**Exercise description:**
Extract every line of the material below that contains the word "white", and reproduce each such line in full.

◆ ◆ ◆ ◆ ◆ ◆ ◆

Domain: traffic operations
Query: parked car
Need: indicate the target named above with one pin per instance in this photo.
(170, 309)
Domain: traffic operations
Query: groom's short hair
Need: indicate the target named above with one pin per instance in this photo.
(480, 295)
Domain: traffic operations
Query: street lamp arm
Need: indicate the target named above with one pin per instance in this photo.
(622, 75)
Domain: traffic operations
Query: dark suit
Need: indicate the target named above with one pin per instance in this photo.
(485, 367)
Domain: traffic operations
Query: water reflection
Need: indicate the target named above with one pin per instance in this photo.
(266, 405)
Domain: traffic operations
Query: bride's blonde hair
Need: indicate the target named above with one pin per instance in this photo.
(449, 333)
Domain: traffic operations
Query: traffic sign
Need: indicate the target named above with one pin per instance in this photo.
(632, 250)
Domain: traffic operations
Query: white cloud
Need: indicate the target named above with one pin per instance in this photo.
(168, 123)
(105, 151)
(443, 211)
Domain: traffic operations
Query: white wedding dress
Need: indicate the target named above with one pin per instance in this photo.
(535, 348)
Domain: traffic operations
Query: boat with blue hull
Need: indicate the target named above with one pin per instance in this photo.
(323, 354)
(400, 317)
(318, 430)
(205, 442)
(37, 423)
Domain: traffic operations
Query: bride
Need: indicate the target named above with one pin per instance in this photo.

◆ ◆ ◆ ◆ ◆ ◆ ◆

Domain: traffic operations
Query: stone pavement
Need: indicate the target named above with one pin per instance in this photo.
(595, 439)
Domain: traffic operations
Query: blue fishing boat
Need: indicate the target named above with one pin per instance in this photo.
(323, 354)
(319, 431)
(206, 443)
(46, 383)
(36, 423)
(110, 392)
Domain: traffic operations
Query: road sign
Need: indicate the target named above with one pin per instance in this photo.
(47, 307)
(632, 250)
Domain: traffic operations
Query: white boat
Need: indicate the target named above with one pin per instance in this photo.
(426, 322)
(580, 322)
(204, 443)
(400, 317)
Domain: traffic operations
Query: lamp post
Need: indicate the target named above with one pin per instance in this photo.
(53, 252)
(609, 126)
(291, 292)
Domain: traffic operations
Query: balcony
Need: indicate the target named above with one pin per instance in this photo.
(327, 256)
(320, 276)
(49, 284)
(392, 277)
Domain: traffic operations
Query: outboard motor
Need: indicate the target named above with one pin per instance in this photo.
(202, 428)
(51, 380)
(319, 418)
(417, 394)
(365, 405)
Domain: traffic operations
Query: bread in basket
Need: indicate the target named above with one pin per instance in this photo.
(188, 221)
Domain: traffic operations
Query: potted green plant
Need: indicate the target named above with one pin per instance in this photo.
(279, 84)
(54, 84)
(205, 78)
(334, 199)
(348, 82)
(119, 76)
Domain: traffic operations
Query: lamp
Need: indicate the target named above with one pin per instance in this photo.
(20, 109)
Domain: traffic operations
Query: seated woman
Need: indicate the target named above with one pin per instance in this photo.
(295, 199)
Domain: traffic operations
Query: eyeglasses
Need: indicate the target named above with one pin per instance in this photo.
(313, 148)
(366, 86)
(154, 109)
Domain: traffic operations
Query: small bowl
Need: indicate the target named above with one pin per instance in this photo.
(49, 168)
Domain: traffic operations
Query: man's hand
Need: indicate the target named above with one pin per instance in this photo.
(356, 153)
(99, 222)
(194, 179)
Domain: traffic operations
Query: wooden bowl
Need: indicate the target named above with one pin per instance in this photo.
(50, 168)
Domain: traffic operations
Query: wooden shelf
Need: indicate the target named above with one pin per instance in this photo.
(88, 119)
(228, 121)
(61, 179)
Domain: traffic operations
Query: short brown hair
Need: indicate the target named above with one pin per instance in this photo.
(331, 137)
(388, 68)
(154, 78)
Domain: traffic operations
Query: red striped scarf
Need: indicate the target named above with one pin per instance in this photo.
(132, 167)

◆ ◆ ◆ ◆ ◆ ◆ ◆

**The solution:**
Query: white cloud
Query: white wedding dress
Query: white boat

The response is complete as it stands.